**** DATA TO PROCESS ****

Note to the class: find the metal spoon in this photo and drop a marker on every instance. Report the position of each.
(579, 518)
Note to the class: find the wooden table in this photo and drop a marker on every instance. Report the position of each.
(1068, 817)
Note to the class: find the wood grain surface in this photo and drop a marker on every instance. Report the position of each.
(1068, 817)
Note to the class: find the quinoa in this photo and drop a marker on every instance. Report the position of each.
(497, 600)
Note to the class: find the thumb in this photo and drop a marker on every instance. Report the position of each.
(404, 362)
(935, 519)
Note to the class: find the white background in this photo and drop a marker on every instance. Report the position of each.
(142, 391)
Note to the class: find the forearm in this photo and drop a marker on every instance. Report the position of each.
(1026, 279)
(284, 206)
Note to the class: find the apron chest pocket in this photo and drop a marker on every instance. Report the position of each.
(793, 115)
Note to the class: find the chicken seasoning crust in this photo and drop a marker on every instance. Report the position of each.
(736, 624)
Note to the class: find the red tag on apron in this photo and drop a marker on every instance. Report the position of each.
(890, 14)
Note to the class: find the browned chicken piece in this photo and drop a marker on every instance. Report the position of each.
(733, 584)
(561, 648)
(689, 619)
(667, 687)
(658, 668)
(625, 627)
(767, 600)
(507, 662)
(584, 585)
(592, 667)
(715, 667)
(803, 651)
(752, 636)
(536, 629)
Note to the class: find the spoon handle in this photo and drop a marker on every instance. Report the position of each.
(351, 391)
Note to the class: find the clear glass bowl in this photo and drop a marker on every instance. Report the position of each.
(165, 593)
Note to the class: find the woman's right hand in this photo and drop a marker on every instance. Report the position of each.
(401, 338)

****

◆ **INSTRUCTIONS FOR THE TASK**
Please print exactly the lines from the one containing "Note to the class: find the forearm" through the last line of the records, both included, and nothing else.

◆ **WORKED SOLUTION**
Note to the class: find the forearm in this photo and drop a marker on every instance. Report the position of each.
(1026, 279)
(284, 206)
Note to the class: find the apron chest pocket in this photo and drop a marker on every instance. Report the position of each.
(793, 115)
Note to the class: find the chicken seasoning crust in this photo and drop a marker on every instance. Report the position of each.
(736, 624)
Note to the class: find the red tag on apron in this photo and drop a marker on every instance. Report the position of each.
(890, 14)
Note to the class: find the browned chicken piece in this photo and drop a marker on every instance. Report the position of each.
(733, 584)
(561, 648)
(689, 619)
(667, 687)
(658, 668)
(625, 627)
(767, 600)
(507, 662)
(584, 585)
(592, 667)
(715, 667)
(803, 651)
(752, 636)
(536, 629)
Note to the class: find the spoon handle in this photo and drop a marker on every instance. Report the position of each.
(351, 391)
Note to the class: find the clear glass bowl in this photo and drop a marker on every instance. Report the position of each.
(165, 593)
Note to the class: find the woman's right hand in this photo and drop a marker on every instance. Report the position of each.
(401, 338)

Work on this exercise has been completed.